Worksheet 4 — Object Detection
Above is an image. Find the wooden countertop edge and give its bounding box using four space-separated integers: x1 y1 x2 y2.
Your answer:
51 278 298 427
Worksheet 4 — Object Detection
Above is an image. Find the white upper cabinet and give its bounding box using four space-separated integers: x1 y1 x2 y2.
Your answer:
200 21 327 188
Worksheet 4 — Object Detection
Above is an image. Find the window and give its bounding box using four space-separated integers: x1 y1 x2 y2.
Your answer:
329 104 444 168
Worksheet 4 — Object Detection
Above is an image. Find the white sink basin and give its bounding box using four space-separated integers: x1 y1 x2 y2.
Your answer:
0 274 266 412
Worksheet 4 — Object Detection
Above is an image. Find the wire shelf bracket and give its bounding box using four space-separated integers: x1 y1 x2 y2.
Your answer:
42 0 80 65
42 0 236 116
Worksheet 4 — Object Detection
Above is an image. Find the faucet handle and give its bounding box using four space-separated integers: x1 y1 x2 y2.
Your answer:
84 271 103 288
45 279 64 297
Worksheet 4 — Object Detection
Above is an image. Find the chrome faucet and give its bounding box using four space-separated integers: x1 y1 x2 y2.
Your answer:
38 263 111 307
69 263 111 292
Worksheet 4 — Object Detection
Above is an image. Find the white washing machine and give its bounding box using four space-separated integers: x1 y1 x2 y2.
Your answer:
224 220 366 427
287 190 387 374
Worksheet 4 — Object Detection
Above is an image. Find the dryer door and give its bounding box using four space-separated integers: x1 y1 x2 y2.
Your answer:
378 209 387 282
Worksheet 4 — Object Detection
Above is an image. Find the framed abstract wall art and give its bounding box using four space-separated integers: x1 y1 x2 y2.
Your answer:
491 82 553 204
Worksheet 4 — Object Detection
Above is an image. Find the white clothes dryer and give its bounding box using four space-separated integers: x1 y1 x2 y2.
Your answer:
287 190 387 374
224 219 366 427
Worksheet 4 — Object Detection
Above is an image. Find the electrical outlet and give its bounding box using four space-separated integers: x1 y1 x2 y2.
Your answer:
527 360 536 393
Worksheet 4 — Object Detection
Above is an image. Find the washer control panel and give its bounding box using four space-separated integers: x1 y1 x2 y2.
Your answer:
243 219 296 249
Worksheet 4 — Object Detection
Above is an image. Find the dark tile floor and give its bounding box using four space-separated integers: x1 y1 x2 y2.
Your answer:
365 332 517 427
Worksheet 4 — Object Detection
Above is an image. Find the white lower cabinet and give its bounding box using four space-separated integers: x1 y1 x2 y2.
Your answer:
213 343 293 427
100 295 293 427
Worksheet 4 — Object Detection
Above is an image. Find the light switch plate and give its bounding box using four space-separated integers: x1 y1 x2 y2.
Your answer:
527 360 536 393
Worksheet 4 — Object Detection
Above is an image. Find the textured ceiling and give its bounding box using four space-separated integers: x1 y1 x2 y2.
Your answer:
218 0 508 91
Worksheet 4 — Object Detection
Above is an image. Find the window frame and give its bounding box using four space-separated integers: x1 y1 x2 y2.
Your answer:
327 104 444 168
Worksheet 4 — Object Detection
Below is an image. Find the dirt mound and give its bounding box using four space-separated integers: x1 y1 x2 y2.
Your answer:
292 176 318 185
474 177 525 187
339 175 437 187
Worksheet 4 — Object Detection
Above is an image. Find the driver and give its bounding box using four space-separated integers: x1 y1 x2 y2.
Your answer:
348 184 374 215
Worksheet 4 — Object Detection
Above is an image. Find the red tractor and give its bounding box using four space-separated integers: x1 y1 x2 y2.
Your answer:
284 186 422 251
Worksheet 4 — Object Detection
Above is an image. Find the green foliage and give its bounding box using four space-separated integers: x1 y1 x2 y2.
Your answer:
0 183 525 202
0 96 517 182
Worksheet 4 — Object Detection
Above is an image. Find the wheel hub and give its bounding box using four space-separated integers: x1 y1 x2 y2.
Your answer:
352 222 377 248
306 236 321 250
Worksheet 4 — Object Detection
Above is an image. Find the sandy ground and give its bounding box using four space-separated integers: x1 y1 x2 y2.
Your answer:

◇ ◇ ◇ ◇

EXERCISE INSTRUCTIONS: Turn the entries above into a numbered list, leaving out blank lines. Start at their first line and continue up to and including the line with "378 209 387 282".

RESPONSE BELOW:
1. Worksheet 4 — Object Detection
2. Above is an image. Find the wooden countertop edge and give its bounding box using four space-separated integers: x1 y1 x2 y2.
3. Your answer:
4. 51 278 298 427
5. Worksheet 4 — Object Detection
6. Above is an image. Find the white upper cabinet and give its bounding box using four space-separated integers: x1 y1 x2 y2.
7. Your answer:
8. 200 21 327 188
9. Worksheet 4 — Object Detection
10. Above is an image. Find the window and give its bounding box using four space-separated integers: x1 y1 x2 y2.
11. Your answer:
12. 329 104 444 168
13. Worksheet 4 — Object Detection
14. Above is an image. Find the white sink basin and give its bounding box using four space-separated integers: x1 y1 x2 y2.
15. Your answer:
16. 0 274 266 412
17. Worksheet 4 — Object Detection
18. Above is an image. Find the wire shelf bracket and give its bounding box using four space-separated integers: x1 y1 x2 y2.
19. Your answer:
20. 42 0 80 65
21. 42 0 236 116
22. Worksheet 4 — Object Detection
23. Above is an image. Find the faucet handle and give its bounding box using four space-separated integers: x1 y1 x2 y2.
24. Your answer:
25. 84 271 103 288
26. 45 279 64 297
27. Worksheet 4 — Object Detection
28. Above is an image. Find the chrome faucet and give its bounding box using four space-separated integers: x1 y1 x2 y2.
29. Your answer:
30. 38 263 111 307
31. 69 263 111 292
32. Worksheet 4 — Object Detection
33. Above is an image. Find the white washing machine and give its bounding box using four space-separated integers: x1 y1 x2 y2.
34. Your answer:
35. 224 220 366 427
36. 287 190 387 374
37. Worksheet 4 — Object Detection
38. Above is an image. Find the dryer door and give its bounding box using four space-separated integers: x1 y1 x2 y2.
39. Your answer:
40. 378 209 387 282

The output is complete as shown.